_Stated exercise_.
Express every line of the data below as a JSON list of strings, with one string per line and blank lines left out.
+++ Records shown +++
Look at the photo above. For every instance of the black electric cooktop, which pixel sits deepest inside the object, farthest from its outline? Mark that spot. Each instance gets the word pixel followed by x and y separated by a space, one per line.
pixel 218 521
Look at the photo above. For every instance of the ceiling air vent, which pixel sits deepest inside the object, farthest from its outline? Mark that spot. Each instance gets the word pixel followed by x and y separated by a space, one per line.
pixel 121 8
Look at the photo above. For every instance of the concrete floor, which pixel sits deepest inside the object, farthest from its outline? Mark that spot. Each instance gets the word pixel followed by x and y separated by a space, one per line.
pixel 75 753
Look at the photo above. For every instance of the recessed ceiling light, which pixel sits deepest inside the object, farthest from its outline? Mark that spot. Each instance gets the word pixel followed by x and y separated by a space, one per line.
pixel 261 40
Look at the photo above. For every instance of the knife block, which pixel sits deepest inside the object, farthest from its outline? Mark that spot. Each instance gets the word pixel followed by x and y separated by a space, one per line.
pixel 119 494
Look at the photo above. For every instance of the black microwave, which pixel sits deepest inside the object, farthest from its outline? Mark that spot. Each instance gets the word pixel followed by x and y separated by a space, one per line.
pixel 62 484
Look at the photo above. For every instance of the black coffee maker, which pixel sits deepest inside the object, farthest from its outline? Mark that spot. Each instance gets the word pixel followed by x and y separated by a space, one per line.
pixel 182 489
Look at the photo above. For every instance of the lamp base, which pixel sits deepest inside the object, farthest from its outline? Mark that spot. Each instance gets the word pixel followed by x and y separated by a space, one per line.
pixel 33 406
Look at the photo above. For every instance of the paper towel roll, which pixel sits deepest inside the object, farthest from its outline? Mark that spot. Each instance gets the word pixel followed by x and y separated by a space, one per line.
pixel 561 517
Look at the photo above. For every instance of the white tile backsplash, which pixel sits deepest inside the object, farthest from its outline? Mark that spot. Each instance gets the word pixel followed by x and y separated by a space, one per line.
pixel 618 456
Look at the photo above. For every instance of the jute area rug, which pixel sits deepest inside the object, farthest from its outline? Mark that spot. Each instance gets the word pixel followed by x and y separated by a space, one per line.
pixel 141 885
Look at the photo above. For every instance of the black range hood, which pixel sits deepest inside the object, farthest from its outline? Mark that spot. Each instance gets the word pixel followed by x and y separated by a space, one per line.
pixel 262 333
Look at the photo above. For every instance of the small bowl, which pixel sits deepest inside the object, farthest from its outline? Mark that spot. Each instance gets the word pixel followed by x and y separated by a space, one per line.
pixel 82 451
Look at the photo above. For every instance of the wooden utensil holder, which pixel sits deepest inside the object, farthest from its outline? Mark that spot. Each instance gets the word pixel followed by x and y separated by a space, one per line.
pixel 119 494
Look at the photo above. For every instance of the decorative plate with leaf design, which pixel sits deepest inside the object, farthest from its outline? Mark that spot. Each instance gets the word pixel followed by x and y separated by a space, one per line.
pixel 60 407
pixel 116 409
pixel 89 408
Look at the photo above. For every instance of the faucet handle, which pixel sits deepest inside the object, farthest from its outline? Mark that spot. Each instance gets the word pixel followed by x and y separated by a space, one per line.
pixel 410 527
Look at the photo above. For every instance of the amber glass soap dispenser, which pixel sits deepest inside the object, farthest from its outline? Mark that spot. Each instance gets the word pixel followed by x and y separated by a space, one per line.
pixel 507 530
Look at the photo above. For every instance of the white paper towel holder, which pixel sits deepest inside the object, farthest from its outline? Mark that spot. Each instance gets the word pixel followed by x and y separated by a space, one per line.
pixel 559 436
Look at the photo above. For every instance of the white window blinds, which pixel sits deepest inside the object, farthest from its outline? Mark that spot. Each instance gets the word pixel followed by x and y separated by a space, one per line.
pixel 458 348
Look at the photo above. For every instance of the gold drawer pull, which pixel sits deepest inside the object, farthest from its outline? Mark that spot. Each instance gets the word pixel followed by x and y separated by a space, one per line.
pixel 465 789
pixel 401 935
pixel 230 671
+++
_Response to the task_.
[
  "Look at the photo above. For every instance of the black electric cooktop, which pixel sits deepest inside the object, farthest from its outline? Mark that spot. Each instance gets the word pixel followed by x and y separated by a space, one per line.",
  "pixel 218 521",
  "Look at the photo above. For every instance of the ceiling air vent, which pixel sits deepest inside the object, farthest from its outline? Mark that spot. Each instance gets the word pixel followed by x and y separated by a space, one per line.",
  "pixel 121 8",
  "Look at the photo above. For every instance of the concrete floor, which pixel sits deepest inside the object, farthest from its outline? Mark that spot. Each instance gets the word pixel followed by x and y separated by a space, one per line.",
  "pixel 75 753",
  "Look at the photo above. For every instance of the recessed ceiling light, which pixel sits deepest inside the object, farthest from its outline? Mark that spot. Each instance gets the word pixel followed by x and y separated by a space, one per line.",
  "pixel 261 40",
  "Look at the photo above. For every instance of the knife block, which pixel sits deepest inside the object, farthest from its outline? Mark that spot. Each instance gets the word pixel followed by x and y separated by a space, one per line.",
  "pixel 119 494",
  "Look at the photo above. For every instance of the black microwave, which pixel sits deepest inside the object, farthest from its outline? Mark that spot. Each instance gets the word pixel followed by x and y separated by a space, one per line.",
  "pixel 62 484",
  "Look at the photo above. For every instance of the black coffee maker, which pixel sits deepest inside the object, farthest from its outline? Mark that spot. Each instance gets the word pixel followed by x and y separated by a space, one per line.",
  "pixel 182 489",
  "Look at the photo above. For every instance of the lamp base, which pixel sits deepest inside the object, farthest from its outline? Mark that spot. Each instance gets the word pixel followed by x and y separated by a space, one per line.",
  "pixel 33 406",
  "Look at the photo above. For every instance of the paper towel roll, which pixel sits deepest inside the object, farthest from its outline? Mark that spot. Each instance gets the word pixel followed by x and y separated by a space, one per line.",
  "pixel 561 517",
  "Look at the photo above. For every instance of the white tile backsplash, which pixel sits deepest inside the object, farthest from its outline? Mark that spot. Each instance gets the word pixel followed by x and y separated by a space, one per line.",
  "pixel 618 456",
  "Look at the photo above. For every instance of the jute area rug, which pixel sits deepest inside the object, farthest from its outline? Mark that spot. Each instance gets the word pixel followed by x and y separated by a space, one per line.",
  "pixel 141 885",
  "Look at the photo above. For every instance of the black range hood, which pixel sits deepest inside the object, farthest from its outline? Mark that spot. Each instance gets the word pixel followed by x and y separated by a space, one per line.",
  "pixel 262 333",
  "Look at the photo above. For every instance of the small bowl, which pixel sits deepest inside the object, farthest from its outline? Mark that spot. Each instance gets the word pixel followed by x and y separated by a space, one per line.",
  "pixel 82 451",
  "Look at the photo above. For every instance of the wooden utensil holder, which pixel sits deepest inside the object, farthest from its outline? Mark that spot. Each instance gets the word pixel followed by x and y separated by a space, one per line.",
  "pixel 119 494",
  "Look at the photo above. For every instance of the decorative plate with leaf design, which pixel sits deepest inside the object, farthest from its outline? Mark that spot. Each instance gets the word pixel followed by x and y separated by a space, one per line.",
  "pixel 60 407",
  "pixel 116 409",
  "pixel 89 408",
  "Look at the photo above. For every instance of the faucet handle, which pixel sits deepest inside the object, farthest from its outline? Mark that spot. Each instance gets the word pixel followed by x and y separated by a space, one per line.",
  "pixel 410 527",
  "Look at the photo above. For every instance of the amber glass soap dispenser, which pixel sits deepest inside the object, farthest from its outline? Mark that spot. Each instance gets the word pixel followed by x and y separated by a space, one per line.",
  "pixel 507 530",
  "Look at the photo above. For every instance of the white paper towel holder, which pixel sits deepest inside the object, farthest from its outline? Mark that spot. Each instance gets the word pixel followed by x and y separated by a space, one per line.",
  "pixel 559 436",
  "Look at the photo above. For every instance of the white window blinds, which pixel sits deepest inside the object, farthest from its outline? Mark that spot. Each instance gets the word pixel followed by x and y separated by a space, one per line.",
  "pixel 458 348",
  "Look at the photo above. For every instance of the gold drawer pull, which pixel sits deepest inside the object, farthest from its outline? Mark that spot. Each instance gets the word pixel followed by x and y separated by a space, one per line.",
  "pixel 465 789",
  "pixel 401 935",
  "pixel 230 671"
]